### FRAGMENTO
Antes de derribar a don Quijote sobre la arena de la playa de Barcelona, el bachiller Sansón Carrasco (disfrazado para la ocasión de Caballero de la Blanca Luna) fija expresamente las reglas del desafío. Si don Quijote resulta vencido, tendrá que retirarse en su aldea durante un año; pero antes tendrá que declarar que Dulcinea del Toboso no es la dama más hermosa del orbe. Haciéndolo abjurar de la dama de sus pensamientos, Sansón Carrasco pretende, en realidad, que el retiro de don Quijote sea definitivo; pues un caballero que dimite de su causa se convierte en un hombre sin misión.
Pero, una vez derribado y a merced de su vencedor, con la lanza apuntando a su garganta, don Quijote, «como si hablara dentro de una tumba, con voz debilitada y enferma», se niega a renegar de su amada: «Dulcinea del Toboso es la más hermosa mujer del mundo –afirma–, y yo el más desdichado caballero de la tierra, y no es bien que mi flaqueza defraude esta verdad. Aprieta, caballero, la lanza, y quítame la vida, pues me has quitado la honra». Don Quijote se ha entregado a Dulcinea sin condiciones, sin pedir nada a cambio, sin hacer depender su lealtad de que Dulcinea le corresponda. ¿Por qué habría de depender, pues, la grandeza de Dulcinea de la flaqueza de su brazo? No es la fortaleza de don Quijote la que ha encumbrado a Dulcinea como la más hermosa dama del orbe, no es la opinión cambiante de los hombres lo que cambia la sustancia de la verdad. La lealtad de don Quijote a Dulcinea no se ha inmutado ni siquiera cuando la ha visto convertida en una zafia labradora; así que tampoco se inmutará cuando la lanza del Caballero de la Blanca Luna le aprieta la gorja. Y es tan hermosa la determinación de don Quijote que hasta el bellaco de Sansón Carrasco se rinde ante ella: «Viva, viva en su entereza la fama de la hermosura de la señora Dulcinea del Toboso, que sólo me contento con que el gran don Quijote se retire a su lugar un año».
Unamuno señalaba con razón que en esta escena se condensa la filosofía quijotesca. No importa si, peleando en defensa de la verdad, nos derrotan y humillan; no importa que nuestro yo caduco sea vencido, porque la verdad, donde vive nuestro yo eterno, no puede ser vencida. Y se da la paradoja de que, a través de nuestra derrota, esa verdad resplandece con mayor intensidad. Don Quijote acomete todas las empresas sin importarle la derrota, sabe aceptar serenamente el fracaso porque está plenamente convencido de la verdad que defiende. No lo mueve otro afán que actuar como valedor de esa verdad, por eso no admite transacciones sobre la misma, no adopta prevenciones ni urde cálculos, no tiembla ni se retrae. Aunque sabe que esa verdad se la discutirán todos los malandrines, aunque sabe que por sostenerla contra viento y marea será vilipendiado y escarnecido, no está dispuesto a declinar en su defensa; porque la adhesión a esa verdad en la que anida su yo eterno lo ha despojado de amor propio y de respetos humanos. Quien se guía por el amor propio y los respetos humanos acaba urdiendo medias verdades, acaba temiendo más su propia suerte –el rechazo de sus contemporáneos, la pérdida del prestigio, etcétera– que el oscurecimiento de esa verdad que ilumina sus días.

(Extractos de datos de etiquetado de ubicaciones)

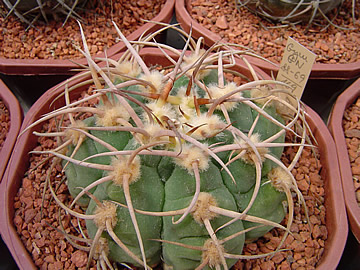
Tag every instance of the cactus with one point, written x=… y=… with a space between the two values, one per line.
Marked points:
x=180 y=164
x=30 y=11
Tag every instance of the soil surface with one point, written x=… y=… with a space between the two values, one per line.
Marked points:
x=240 y=26
x=4 y=123
x=54 y=41
x=351 y=126
x=40 y=228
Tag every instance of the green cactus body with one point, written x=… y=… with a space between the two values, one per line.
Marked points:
x=147 y=194
x=178 y=194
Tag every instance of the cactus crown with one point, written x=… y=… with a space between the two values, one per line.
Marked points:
x=173 y=163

### TAREA PROPUESTA
Contesta estas preguntas sobre el fragmento de don Quijote:
1. ¿De qué va disfrazado Sansón Carrasco en la playa de Barcelona?
2. ¿En qué había visto don Quijote convertida a Dulcinea sin que cambiara su lealtad?
3. ¿Quién señalaba que en esa escena se condensa la filosofía quijotesca?
Los datos no hacen falta para resolver nada.

### EJERCICIO RESUELTO
1. De Caballero de la Blanca Luna.
2. En una zafia labradora.
3. Unamuno.